Challenge ->
Tally the lines of the data below that contain the string "black", treating uppercase and lowercase as different. Reply with the number only.

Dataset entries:
◆ ◆ ◆ ◆ ◆

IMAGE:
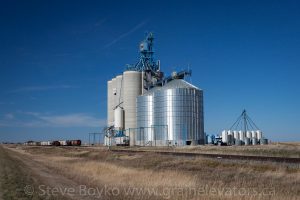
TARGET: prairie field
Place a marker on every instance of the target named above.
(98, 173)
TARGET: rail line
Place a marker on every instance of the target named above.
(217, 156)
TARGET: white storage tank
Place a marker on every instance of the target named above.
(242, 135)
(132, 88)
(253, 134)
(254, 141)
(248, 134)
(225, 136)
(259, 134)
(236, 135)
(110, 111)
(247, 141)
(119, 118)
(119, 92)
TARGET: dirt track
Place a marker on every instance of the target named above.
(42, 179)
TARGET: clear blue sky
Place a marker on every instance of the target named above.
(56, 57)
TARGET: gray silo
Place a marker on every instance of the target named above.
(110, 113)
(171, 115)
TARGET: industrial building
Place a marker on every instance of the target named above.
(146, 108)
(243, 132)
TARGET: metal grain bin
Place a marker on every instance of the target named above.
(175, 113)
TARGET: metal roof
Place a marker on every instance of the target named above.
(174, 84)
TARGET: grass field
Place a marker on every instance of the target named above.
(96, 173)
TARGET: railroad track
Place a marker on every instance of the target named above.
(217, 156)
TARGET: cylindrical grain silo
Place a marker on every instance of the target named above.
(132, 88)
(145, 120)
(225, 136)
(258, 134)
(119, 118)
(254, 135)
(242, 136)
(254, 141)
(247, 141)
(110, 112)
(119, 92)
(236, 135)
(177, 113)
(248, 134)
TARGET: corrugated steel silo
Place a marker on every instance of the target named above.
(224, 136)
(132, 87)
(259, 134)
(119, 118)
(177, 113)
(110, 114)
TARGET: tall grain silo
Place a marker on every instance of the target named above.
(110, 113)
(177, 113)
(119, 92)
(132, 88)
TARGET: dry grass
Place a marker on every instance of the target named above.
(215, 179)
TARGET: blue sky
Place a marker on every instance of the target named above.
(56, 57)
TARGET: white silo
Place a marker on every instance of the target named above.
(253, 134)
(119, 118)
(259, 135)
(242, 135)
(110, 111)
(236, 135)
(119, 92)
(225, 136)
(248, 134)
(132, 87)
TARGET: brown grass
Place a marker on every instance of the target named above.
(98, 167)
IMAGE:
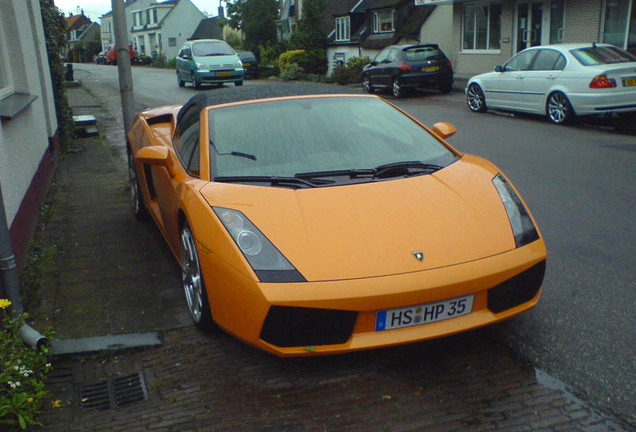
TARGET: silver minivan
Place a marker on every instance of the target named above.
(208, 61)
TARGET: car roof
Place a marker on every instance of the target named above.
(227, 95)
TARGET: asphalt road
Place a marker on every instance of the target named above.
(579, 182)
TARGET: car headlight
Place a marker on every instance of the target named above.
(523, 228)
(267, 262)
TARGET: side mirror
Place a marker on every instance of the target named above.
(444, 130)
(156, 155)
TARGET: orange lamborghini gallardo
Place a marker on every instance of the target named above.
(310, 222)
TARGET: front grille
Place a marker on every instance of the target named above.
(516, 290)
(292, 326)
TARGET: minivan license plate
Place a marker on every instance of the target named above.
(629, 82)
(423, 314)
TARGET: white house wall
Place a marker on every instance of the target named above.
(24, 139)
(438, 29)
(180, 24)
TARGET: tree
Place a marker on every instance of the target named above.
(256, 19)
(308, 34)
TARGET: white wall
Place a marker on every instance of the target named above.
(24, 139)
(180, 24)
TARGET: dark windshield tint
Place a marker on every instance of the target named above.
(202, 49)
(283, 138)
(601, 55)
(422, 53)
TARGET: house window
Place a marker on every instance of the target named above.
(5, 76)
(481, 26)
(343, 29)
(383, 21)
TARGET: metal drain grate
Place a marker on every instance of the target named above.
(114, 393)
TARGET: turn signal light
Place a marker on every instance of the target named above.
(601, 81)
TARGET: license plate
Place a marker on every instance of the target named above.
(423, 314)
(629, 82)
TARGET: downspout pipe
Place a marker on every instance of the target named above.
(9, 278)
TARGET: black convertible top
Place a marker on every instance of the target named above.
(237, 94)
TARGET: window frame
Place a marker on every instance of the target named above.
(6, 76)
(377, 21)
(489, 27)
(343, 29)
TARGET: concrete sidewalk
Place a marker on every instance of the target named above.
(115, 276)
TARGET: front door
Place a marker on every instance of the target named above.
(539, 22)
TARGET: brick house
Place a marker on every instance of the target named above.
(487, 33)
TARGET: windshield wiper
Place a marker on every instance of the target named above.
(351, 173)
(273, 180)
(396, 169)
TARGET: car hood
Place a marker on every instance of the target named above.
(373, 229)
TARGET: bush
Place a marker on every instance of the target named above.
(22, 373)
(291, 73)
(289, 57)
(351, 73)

◆ ◆ ◆ ◆ ◆

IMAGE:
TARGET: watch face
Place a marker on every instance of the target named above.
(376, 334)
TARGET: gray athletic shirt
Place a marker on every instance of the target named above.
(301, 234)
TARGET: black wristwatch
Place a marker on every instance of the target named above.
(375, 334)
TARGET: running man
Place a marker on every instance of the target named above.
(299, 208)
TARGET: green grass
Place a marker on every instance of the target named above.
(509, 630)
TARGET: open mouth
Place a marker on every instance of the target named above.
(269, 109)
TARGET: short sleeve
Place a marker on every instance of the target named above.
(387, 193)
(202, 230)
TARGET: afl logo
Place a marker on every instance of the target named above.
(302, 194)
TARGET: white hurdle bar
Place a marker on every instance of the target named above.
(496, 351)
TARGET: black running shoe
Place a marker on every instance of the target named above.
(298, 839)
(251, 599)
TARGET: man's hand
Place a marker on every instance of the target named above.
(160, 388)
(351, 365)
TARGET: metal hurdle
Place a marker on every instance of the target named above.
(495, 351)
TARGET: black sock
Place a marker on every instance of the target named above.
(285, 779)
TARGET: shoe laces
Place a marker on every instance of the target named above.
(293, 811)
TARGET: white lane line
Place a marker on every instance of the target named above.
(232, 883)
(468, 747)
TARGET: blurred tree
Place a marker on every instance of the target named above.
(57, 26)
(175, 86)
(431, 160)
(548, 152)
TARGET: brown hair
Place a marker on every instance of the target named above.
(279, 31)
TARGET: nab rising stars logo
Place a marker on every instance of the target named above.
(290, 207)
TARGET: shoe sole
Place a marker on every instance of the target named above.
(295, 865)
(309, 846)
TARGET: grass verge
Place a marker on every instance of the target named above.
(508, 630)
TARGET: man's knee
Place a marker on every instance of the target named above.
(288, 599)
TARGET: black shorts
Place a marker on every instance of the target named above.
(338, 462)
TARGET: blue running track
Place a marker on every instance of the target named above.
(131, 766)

◆ ◆ ◆ ◆ ◆

Response ->
5